### [ASSIGNMENT]
In the text on returning to running after a break, what share of previous mileage is recommended after a break of 15 to 30 days?

TEXT EXCERPT Start Marker

Ranjini Gupta talks about how you can make a comeback into running after taking a long break.
As a newbie to running, one generally makes quick progress. A couple of months down the line, if you put in the required practise, every race could get you a PB. However, there comes a time for many of us where we are forced to take a break-it could be a family or work-related demand or you get burned out or loss of motivation or a neglected niggle which is now a full-blown injury. So, what happens now?
Taking a break by choice, you still cope but when you are sidelined by an injury and that too when the going is good, it is not the best place to be in. We go through the Cycle of Acceptance:
Making a comeback to running, post a break, could be a daunting task. It’s not only physically challenging, but it is also mentally challenging too. Many a time the mind knows that you have been there and done that so it wants to ‘hit the ground running’ but the body is unable to cope due to the decrease in blood volume and mitochondria. During the break, the muscles, ligaments, tendons and connective tissues would have got deconditioned. However, the longer you have been consistent with your training before the break, the quicker you will be able to get back into it.
Here is a general overview (remember the 10% rule):
1 week or less – Go back to your normal routine right away
Up to10 days – Run 70% of your previous mileage
15 to 30 days – Run 60% of your previous mileage
30 days to 3 months – Run 50% of your previous mileage
3 months – Start from scratch
Some pointers which I would like to share are:
- Take it one day at a time: Start out with slow, shorter distance runs and work your way up. During these runs gauge how the body is feeling and responding. The key here is to lace up and show up….in other words ‘Be consistent’. Doesn’t mean you need to log runs every day. See how many runs you are able to log in a week. Journal your runs and if your break was due to an injury, please keep your coach and physical therapist in the feedback loop. This becomes important because only then can they work with you on progressing with your rehabilitation program.

TEXT EXCERPT End Marker
PROVIDED INFORMATION Start Marker

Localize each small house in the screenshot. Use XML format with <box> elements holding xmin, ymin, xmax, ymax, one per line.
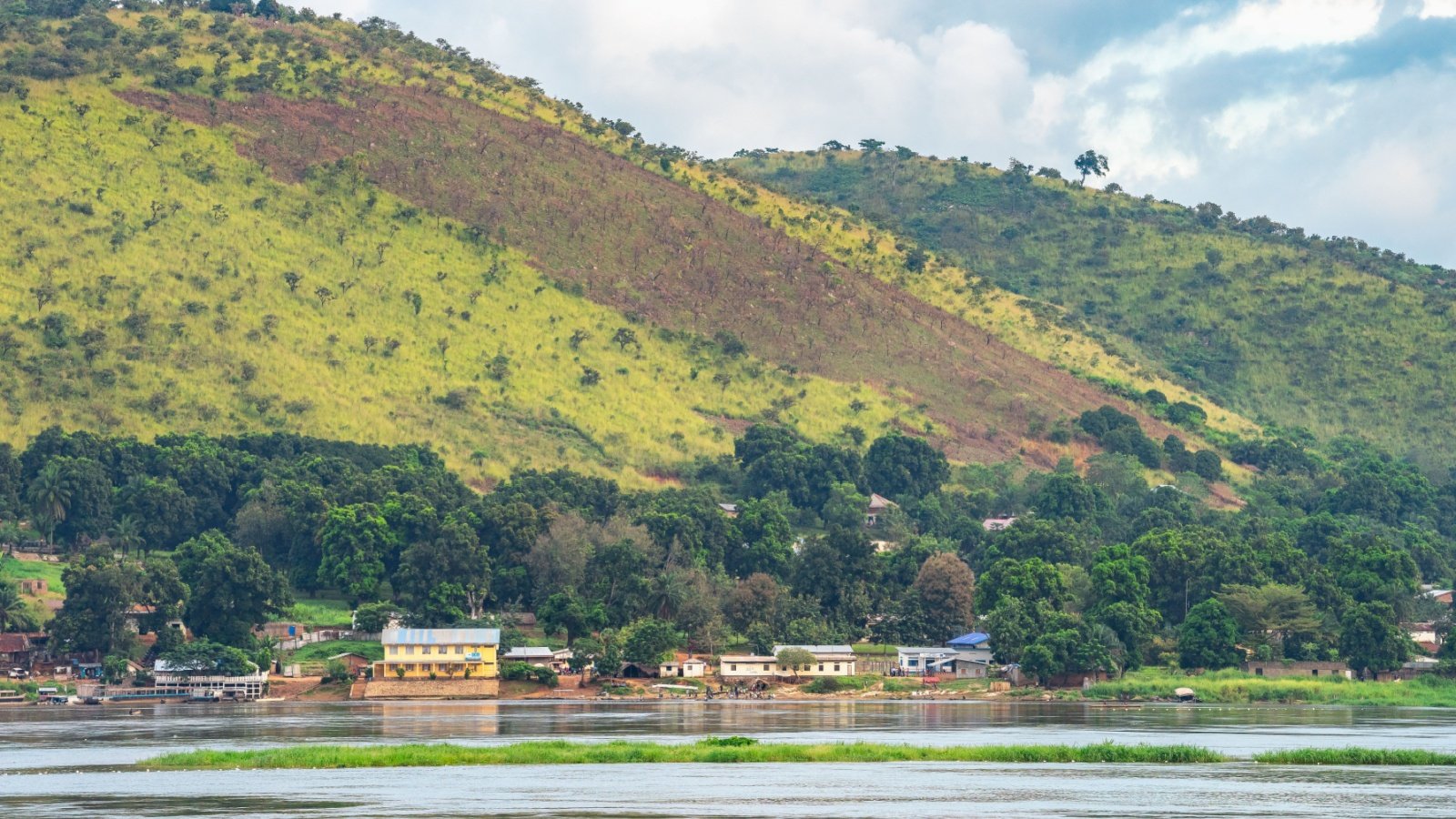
<box><xmin>895</xmin><ymin>645</ymin><xmax>956</xmax><ymax>676</ymax></box>
<box><xmin>864</xmin><ymin>492</ymin><xmax>900</xmax><ymax>526</ymax></box>
<box><xmin>657</xmin><ymin>657</ymin><xmax>708</xmax><ymax>679</ymax></box>
<box><xmin>329</xmin><ymin>652</ymin><xmax>373</xmax><ymax>676</ymax></box>
<box><xmin>1239</xmin><ymin>660</ymin><xmax>1354</xmax><ymax>679</ymax></box>
<box><xmin>981</xmin><ymin>514</ymin><xmax>1016</xmax><ymax>532</ymax></box>
<box><xmin>0</xmin><ymin>634</ymin><xmax>34</xmax><ymax>669</ymax></box>
<box><xmin>617</xmin><ymin>662</ymin><xmax>658</xmax><ymax>679</ymax></box>
<box><xmin>774</xmin><ymin>645</ymin><xmax>856</xmax><ymax>676</ymax></box>
<box><xmin>718</xmin><ymin>654</ymin><xmax>779</xmax><ymax>679</ymax></box>
<box><xmin>374</xmin><ymin>628</ymin><xmax>500</xmax><ymax>681</ymax></box>
<box><xmin>500</xmin><ymin>645</ymin><xmax>572</xmax><ymax>673</ymax></box>
<box><xmin>945</xmin><ymin>631</ymin><xmax>992</xmax><ymax>664</ymax></box>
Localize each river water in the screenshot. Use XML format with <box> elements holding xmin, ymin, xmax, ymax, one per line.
<box><xmin>0</xmin><ymin>701</ymin><xmax>1456</xmax><ymax>819</ymax></box>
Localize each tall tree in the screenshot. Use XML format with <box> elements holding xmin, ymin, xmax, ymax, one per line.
<box><xmin>25</xmin><ymin>460</ymin><xmax>71</xmax><ymax>545</ymax></box>
<box><xmin>177</xmin><ymin>529</ymin><xmax>293</xmax><ymax>645</ymax></box>
<box><xmin>1178</xmin><ymin>599</ymin><xmax>1243</xmax><ymax>671</ymax></box>
<box><xmin>1073</xmin><ymin>148</ymin><xmax>1108</xmax><ymax>185</ymax></box>
<box><xmin>318</xmin><ymin>502</ymin><xmax>399</xmax><ymax>605</ymax></box>
<box><xmin>915</xmin><ymin>552</ymin><xmax>976</xmax><ymax>642</ymax></box>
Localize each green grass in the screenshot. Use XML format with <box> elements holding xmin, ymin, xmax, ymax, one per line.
<box><xmin>138</xmin><ymin>739</ymin><xmax>1228</xmax><ymax>770</ymax></box>
<box><xmin>731</xmin><ymin>152</ymin><xmax>1456</xmax><ymax>465</ymax></box>
<box><xmin>803</xmin><ymin>673</ymin><xmax>885</xmax><ymax>693</ymax></box>
<box><xmin>0</xmin><ymin>12</ymin><xmax>923</xmax><ymax>488</ymax></box>
<box><xmin>289</xmin><ymin>640</ymin><xmax>384</xmax><ymax>663</ymax></box>
<box><xmin>284</xmin><ymin>598</ymin><xmax>354</xmax><ymax>628</ymax></box>
<box><xmin>1254</xmin><ymin>748</ymin><xmax>1456</xmax><ymax>765</ymax></box>
<box><xmin>1087</xmin><ymin>669</ymin><xmax>1456</xmax><ymax>708</ymax></box>
<box><xmin>0</xmin><ymin>555</ymin><xmax>66</xmax><ymax>594</ymax></box>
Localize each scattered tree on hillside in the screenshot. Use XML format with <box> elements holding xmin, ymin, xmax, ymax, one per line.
<box><xmin>1073</xmin><ymin>148</ymin><xmax>1108</xmax><ymax>185</ymax></box>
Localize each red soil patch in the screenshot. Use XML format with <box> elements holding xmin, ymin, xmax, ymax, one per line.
<box><xmin>121</xmin><ymin>86</ymin><xmax>1170</xmax><ymax>460</ymax></box>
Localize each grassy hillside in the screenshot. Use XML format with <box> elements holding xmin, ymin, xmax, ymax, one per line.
<box><xmin>730</xmin><ymin>150</ymin><xmax>1456</xmax><ymax>466</ymax></box>
<box><xmin>0</xmin><ymin>10</ymin><xmax>1248</xmax><ymax>484</ymax></box>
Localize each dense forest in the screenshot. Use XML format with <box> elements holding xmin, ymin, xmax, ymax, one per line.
<box><xmin>8</xmin><ymin>408</ymin><xmax>1456</xmax><ymax>674</ymax></box>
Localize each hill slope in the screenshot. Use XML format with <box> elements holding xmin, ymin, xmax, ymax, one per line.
<box><xmin>730</xmin><ymin>150</ymin><xmax>1456</xmax><ymax>466</ymax></box>
<box><xmin>0</xmin><ymin>12</ymin><xmax>1252</xmax><ymax>482</ymax></box>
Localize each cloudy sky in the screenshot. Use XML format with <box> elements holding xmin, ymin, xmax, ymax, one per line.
<box><xmin>308</xmin><ymin>0</ymin><xmax>1456</xmax><ymax>267</ymax></box>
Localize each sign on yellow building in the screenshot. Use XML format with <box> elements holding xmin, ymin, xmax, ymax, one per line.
<box><xmin>374</xmin><ymin>628</ymin><xmax>500</xmax><ymax>681</ymax></box>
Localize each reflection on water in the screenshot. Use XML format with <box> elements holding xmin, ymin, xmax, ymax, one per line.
<box><xmin>0</xmin><ymin>701</ymin><xmax>1456</xmax><ymax>817</ymax></box>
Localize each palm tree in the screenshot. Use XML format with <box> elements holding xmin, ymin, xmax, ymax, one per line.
<box><xmin>26</xmin><ymin>463</ymin><xmax>71</xmax><ymax>547</ymax></box>
<box><xmin>111</xmin><ymin>514</ymin><xmax>147</xmax><ymax>557</ymax></box>
<box><xmin>0</xmin><ymin>580</ymin><xmax>35</xmax><ymax>631</ymax></box>
<box><xmin>648</xmin><ymin>569</ymin><xmax>693</xmax><ymax>620</ymax></box>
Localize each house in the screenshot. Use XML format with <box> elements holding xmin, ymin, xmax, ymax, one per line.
<box><xmin>981</xmin><ymin>514</ymin><xmax>1016</xmax><ymax>532</ymax></box>
<box><xmin>253</xmin><ymin>621</ymin><xmax>310</xmax><ymax>640</ymax></box>
<box><xmin>774</xmin><ymin>645</ymin><xmax>856</xmax><ymax>676</ymax></box>
<box><xmin>0</xmin><ymin>634</ymin><xmax>34</xmax><ymax>669</ymax></box>
<box><xmin>374</xmin><ymin>628</ymin><xmax>500</xmax><ymax>681</ymax></box>
<box><xmin>895</xmin><ymin>645</ymin><xmax>956</xmax><ymax>676</ymax></box>
<box><xmin>945</xmin><ymin>631</ymin><xmax>992</xmax><ymax>664</ymax></box>
<box><xmin>718</xmin><ymin>654</ymin><xmax>779</xmax><ymax>679</ymax></box>
<box><xmin>500</xmin><ymin>645</ymin><xmax>572</xmax><ymax>673</ymax></box>
<box><xmin>151</xmin><ymin>660</ymin><xmax>268</xmax><ymax>700</ymax></box>
<box><xmin>657</xmin><ymin>657</ymin><xmax>708</xmax><ymax>678</ymax></box>
<box><xmin>329</xmin><ymin>652</ymin><xmax>373</xmax><ymax>676</ymax></box>
<box><xmin>895</xmin><ymin>642</ymin><xmax>992</xmax><ymax>679</ymax></box>
<box><xmin>1239</xmin><ymin>660</ymin><xmax>1354</xmax><ymax>679</ymax></box>
<box><xmin>864</xmin><ymin>492</ymin><xmax>900</xmax><ymax>526</ymax></box>
<box><xmin>1400</xmin><ymin>622</ymin><xmax>1441</xmax><ymax>654</ymax></box>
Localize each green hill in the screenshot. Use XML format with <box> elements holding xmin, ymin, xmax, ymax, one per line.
<box><xmin>0</xmin><ymin>5</ymin><xmax>1252</xmax><ymax>485</ymax></box>
<box><xmin>728</xmin><ymin>150</ymin><xmax>1456</xmax><ymax>468</ymax></box>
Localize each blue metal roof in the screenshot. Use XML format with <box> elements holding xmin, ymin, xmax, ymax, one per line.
<box><xmin>380</xmin><ymin>628</ymin><xmax>500</xmax><ymax>645</ymax></box>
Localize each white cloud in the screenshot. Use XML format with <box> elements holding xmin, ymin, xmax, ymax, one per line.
<box><xmin>1417</xmin><ymin>0</ymin><xmax>1456</xmax><ymax>20</ymax></box>
<box><xmin>311</xmin><ymin>0</ymin><xmax>1456</xmax><ymax>264</ymax></box>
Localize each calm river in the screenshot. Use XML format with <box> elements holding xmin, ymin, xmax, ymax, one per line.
<box><xmin>0</xmin><ymin>701</ymin><xmax>1456</xmax><ymax>819</ymax></box>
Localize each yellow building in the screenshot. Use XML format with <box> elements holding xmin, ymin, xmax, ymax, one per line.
<box><xmin>374</xmin><ymin>628</ymin><xmax>500</xmax><ymax>681</ymax></box>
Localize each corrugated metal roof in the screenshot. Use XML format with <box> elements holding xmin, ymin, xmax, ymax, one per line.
<box><xmin>380</xmin><ymin>628</ymin><xmax>500</xmax><ymax>645</ymax></box>
<box><xmin>774</xmin><ymin>645</ymin><xmax>854</xmax><ymax>656</ymax></box>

PROVIDED INFORMATION End Marker

### [SOLUTION TO THIS TASK]
60% of your previous mileage.